What needs to be done:
Return the rows from the line with "Provide the segmentation of every instance of the man's" through the line with "41), (140, 40)]" verbatim, including both of those lines, and omit the pictures.
═════ Input data
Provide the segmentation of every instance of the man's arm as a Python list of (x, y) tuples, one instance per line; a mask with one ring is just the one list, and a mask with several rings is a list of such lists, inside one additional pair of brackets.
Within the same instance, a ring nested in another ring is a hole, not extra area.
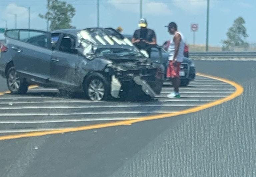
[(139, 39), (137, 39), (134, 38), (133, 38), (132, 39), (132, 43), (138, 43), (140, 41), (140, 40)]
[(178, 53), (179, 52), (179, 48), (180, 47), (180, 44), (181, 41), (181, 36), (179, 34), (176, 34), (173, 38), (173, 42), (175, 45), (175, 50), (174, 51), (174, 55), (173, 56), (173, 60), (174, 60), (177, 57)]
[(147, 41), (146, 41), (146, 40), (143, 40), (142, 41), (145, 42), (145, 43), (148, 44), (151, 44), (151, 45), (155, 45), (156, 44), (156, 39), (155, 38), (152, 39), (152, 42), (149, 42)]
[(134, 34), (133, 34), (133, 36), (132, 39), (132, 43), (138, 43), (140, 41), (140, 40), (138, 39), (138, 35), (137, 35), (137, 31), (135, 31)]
══════════
═════ Input data
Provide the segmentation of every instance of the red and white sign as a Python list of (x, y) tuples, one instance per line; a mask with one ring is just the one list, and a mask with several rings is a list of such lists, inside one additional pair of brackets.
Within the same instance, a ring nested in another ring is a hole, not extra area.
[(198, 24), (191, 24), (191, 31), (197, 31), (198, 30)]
══════════
═════ Input data
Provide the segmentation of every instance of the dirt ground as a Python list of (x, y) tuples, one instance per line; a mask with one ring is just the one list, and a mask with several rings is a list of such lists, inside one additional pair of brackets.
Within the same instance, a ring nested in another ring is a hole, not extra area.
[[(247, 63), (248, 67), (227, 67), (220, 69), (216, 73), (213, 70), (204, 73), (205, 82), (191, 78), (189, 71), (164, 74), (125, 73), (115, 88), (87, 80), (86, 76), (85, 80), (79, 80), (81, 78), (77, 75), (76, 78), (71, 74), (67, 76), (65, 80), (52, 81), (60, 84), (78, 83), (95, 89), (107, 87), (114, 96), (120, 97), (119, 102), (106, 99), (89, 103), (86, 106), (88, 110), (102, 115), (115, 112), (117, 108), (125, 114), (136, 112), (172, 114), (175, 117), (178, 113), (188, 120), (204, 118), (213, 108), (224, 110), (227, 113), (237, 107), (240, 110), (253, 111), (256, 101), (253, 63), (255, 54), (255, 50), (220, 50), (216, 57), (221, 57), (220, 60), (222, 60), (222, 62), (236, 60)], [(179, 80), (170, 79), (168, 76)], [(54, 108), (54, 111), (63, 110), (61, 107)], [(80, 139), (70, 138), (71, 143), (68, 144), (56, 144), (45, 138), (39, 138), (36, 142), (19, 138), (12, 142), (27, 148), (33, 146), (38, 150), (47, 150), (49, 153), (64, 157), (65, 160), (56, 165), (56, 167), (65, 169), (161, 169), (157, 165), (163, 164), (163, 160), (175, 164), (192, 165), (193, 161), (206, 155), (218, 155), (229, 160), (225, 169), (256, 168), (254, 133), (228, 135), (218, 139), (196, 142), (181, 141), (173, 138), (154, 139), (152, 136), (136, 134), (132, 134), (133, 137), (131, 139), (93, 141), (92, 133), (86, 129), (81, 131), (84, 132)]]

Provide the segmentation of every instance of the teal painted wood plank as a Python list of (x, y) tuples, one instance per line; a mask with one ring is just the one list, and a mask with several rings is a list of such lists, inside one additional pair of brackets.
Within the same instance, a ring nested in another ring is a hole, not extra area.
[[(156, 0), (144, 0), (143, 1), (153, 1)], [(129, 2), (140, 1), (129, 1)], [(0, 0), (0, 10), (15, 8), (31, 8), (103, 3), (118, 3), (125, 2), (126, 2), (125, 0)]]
══════════
Exercise answer:
Provide the segmentation of every instance of the man's arm as a Python list of (x, y) tuples, one instance per line; a mask with one ring is just the one list, and a mask with several rings is a list of such lists, inside one additional pair of brackets.
Within the same instance, a ring nested in another ring is a hole, not extra area.
[(139, 39), (137, 39), (134, 38), (133, 38), (132, 39), (132, 43), (138, 43), (140, 41), (140, 40)]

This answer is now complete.